TEXT SECTION
== == ==
Gomez Trial Attorneys: Recovering Damages for Your Brain Injury
If you or your loved one suffered a brain injury in Santa Clarita due to an accident that was caused by someone else’s carelessness, recklessness, or an intentional act, you can seek to recover damages through a Santa Clarity brain injury lawsuit. Filed in civil court, generally within two years of the date of the injury, a Santa Clarita brain injury lawsuit must show that another person is liable for the accident or action that resulted in your injury, and must also prove the expenses and life impacts for which you wish to be compensated.
Some of the damages you can recover through this legal process include:
- Medical expenses, including emergency treatment at the scene of the accident or in the emergency department, transportation to the hospital by ambulance or air, diagnostic testing, physician and surgical services, prescription medication, hospitalization, physical therapy, and rehabilitation.
- Lost wages due to missing work because of your injury or to attend injury-related appointments.
== == ==
RECORDED INFORMATION

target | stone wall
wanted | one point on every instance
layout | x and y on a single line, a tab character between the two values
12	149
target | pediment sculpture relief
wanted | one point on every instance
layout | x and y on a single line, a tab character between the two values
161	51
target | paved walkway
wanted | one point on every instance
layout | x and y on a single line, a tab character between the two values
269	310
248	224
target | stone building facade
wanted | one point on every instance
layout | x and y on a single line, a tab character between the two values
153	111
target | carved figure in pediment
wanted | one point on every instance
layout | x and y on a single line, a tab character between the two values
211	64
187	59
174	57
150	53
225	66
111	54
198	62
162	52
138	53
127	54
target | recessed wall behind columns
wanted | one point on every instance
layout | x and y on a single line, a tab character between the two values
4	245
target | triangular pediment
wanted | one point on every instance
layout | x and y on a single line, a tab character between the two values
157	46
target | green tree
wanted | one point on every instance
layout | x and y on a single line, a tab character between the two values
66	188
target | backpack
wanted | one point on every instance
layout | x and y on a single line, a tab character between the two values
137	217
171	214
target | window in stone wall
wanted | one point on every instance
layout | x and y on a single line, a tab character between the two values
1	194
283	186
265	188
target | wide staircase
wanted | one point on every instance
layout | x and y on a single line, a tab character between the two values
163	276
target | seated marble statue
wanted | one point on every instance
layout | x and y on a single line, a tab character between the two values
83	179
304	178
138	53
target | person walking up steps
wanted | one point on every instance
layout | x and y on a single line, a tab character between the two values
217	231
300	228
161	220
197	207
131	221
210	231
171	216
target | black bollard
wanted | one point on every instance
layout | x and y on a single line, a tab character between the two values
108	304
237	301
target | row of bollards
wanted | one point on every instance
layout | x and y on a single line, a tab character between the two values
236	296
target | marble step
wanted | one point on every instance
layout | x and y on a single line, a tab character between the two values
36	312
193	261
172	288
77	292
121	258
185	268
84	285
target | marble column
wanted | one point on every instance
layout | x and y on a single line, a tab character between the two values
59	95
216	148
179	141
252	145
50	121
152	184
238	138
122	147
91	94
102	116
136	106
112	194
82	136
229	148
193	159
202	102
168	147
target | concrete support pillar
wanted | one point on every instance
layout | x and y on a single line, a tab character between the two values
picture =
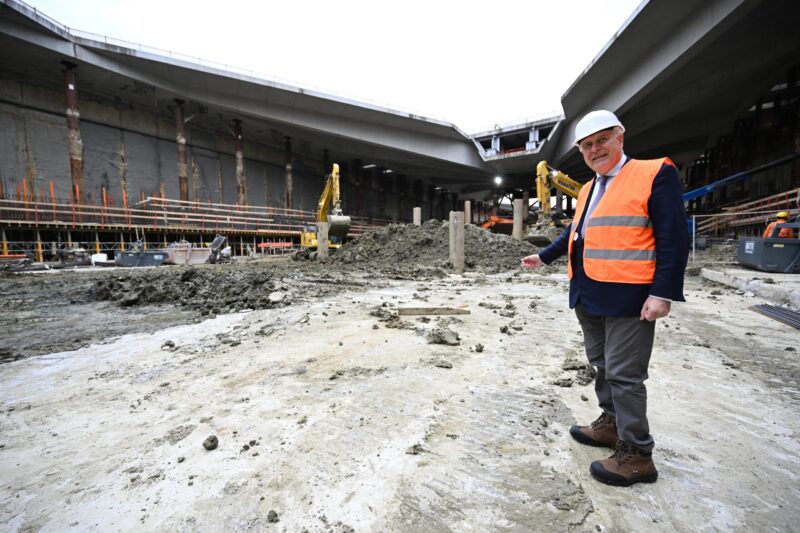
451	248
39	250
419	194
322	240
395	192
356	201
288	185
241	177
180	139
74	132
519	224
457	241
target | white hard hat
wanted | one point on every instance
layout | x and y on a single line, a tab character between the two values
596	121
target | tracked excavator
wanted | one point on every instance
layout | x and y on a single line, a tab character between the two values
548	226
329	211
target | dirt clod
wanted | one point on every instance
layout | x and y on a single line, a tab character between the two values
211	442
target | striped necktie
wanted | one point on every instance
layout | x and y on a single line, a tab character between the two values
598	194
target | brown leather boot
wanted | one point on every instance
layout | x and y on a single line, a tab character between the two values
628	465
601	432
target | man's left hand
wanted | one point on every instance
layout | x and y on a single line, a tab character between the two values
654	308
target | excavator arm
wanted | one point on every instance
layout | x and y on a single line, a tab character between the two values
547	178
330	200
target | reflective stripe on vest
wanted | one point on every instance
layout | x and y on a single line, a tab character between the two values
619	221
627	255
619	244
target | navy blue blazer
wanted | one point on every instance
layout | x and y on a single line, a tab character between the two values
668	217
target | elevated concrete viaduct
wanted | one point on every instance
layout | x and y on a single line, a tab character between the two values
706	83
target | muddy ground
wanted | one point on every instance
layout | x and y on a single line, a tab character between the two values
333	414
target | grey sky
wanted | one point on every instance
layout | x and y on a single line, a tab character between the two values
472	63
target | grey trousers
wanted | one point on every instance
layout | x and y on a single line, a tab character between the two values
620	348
== == ==
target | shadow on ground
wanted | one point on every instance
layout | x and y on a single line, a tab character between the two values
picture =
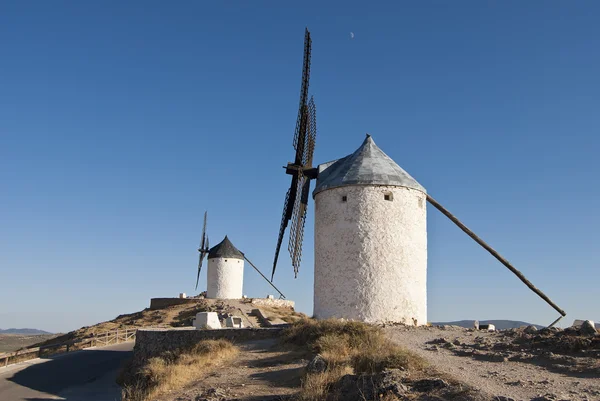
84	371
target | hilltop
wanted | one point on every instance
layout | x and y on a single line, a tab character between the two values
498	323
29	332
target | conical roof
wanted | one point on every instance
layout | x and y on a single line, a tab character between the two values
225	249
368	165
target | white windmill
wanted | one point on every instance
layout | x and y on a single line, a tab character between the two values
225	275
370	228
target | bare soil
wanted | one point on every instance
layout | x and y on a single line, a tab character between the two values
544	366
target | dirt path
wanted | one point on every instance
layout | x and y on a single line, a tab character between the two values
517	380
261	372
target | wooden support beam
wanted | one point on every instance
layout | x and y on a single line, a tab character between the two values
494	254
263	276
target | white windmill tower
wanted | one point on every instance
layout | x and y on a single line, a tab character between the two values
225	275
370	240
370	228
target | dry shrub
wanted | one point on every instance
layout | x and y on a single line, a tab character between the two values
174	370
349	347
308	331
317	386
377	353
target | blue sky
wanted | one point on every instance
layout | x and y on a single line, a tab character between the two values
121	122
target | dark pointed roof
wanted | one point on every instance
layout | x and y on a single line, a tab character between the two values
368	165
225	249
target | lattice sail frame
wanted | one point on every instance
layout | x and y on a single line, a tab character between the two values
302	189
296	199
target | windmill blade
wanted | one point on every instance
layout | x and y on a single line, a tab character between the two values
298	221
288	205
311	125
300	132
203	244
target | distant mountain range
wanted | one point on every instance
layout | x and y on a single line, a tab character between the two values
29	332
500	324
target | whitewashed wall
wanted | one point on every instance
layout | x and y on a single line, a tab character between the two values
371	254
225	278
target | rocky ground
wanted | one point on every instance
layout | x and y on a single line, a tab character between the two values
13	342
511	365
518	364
== == ==
In the brain injury text, translate this sentence into Spanish: "Filed in civil court, generally within two years of the date of the injury, a Santa Clarita brain injury lawsuit must show that another person is liable for the accident or action that resulted in your injury, and must also prove the expenses and life impacts for which you wish to be compensated."

Presentada ante un tribunal civil, por lo general dentro de los dos años siguientes a la fecha de la lesión, una demanda por lesión cerebral en Santa Clarita debe demostrar que otra persona es responsable del accidente o de la acción que causó su lesión, y también debe probar los gastos y las repercusiones en su vida por los que desea recibir una indemnización.